Entries from a dataset
────────
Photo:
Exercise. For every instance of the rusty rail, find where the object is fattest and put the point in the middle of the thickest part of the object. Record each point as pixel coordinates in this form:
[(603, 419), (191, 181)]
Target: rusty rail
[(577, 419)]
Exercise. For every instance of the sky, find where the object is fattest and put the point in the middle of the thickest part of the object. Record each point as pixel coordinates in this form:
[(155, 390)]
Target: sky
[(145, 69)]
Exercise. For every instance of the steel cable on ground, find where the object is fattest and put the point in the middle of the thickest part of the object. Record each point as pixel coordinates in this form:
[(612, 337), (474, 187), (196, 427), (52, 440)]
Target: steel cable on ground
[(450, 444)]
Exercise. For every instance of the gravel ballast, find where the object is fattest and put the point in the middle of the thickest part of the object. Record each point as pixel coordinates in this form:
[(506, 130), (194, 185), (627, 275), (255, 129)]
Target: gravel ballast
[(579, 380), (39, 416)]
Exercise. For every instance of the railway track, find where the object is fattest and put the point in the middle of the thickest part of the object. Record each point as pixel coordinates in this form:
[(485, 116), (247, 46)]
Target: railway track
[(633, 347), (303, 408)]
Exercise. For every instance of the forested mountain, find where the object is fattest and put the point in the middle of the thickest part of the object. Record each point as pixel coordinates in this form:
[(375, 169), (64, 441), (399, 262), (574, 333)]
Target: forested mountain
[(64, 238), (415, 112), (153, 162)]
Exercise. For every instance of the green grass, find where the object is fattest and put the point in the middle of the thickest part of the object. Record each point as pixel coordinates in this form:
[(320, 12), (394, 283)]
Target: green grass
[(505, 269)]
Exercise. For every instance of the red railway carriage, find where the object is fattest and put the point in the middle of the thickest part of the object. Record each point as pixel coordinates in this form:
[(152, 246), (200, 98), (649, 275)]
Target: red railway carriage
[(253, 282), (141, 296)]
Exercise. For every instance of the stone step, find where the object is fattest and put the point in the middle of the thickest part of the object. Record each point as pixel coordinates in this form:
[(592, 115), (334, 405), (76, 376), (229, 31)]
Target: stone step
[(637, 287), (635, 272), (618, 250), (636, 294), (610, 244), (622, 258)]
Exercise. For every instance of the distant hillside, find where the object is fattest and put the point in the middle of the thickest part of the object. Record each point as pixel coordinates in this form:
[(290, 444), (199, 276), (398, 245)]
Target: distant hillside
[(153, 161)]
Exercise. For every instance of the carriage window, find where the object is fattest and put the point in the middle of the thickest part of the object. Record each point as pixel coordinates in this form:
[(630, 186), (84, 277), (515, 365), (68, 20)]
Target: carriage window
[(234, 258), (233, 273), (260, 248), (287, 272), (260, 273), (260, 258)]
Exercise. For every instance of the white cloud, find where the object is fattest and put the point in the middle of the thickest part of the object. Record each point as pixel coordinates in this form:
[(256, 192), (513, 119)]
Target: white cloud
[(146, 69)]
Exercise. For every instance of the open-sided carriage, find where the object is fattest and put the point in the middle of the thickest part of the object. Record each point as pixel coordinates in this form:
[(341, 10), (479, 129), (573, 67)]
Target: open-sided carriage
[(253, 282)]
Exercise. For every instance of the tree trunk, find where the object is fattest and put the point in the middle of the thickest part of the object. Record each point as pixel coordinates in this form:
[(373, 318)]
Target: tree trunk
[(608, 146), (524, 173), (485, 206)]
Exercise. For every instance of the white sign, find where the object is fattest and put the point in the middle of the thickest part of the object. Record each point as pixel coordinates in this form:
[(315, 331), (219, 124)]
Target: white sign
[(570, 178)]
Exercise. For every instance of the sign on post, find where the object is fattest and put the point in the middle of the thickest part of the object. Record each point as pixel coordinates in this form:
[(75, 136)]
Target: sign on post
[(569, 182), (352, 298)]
────────
What are the lines from the one with "Exercise. For every instance of the white cloud, find" through the last line of the records above? Quote them exactly and add nothing.

Right answer:
Exercise. For every instance of the white cloud, find where the object is fattest and put the point in the middle of the thickest part of the object. Record each point as pixel coordinates in this form:
[(256, 192), (513, 119)]
Target: white cloud
[(146, 69)]
Exercise. For every instance of the open-sided carriage, find where the object is fattest and put the point in the middle of the thickest part of the object. Record each point as pixel coordinates in this form:
[(341, 10), (479, 129), (573, 67)]
Target: open-sided carriage
[(253, 282)]
Exercise. For every instance of the tree trunk, find where the object is fattest and put the point in the middle of the thickest part of the object. Record each point as pixel coordinates in this form:
[(373, 318)]
Target: tree trunk
[(608, 146), (524, 173), (485, 206)]
Exercise. For every instance of the white sign, find where the object is fattest and put the point in the middle of the thickest part of the object. Record each point as pixel coordinates in this form:
[(315, 331), (219, 124)]
Target: white sign
[(570, 178)]
Exercise. For every instance of the sign on post, find where the object is fattest and put the point in the middle of the thickest part of the object. Record each point as pixel coordinates in this form:
[(75, 136)]
Target: sign on post
[(569, 182), (352, 298)]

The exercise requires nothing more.